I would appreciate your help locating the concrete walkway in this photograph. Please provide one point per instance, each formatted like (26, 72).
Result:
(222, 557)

==

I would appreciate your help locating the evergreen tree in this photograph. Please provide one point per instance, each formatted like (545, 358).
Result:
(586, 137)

◆ **INSTRUCTION**:
Pick out each line above that contains the string "your", treating uppercase and lowercase as different, and copy those lines in full.

◆ **FINAL ANSWER**:
I would appreciate your help locating the concrete walkway in this photograph. Please provide one point per instance, each formatted like (26, 72).
I would appreciate your help locating the evergreen tree in this photograph. Please provide one point per instance, each formatted like (545, 358).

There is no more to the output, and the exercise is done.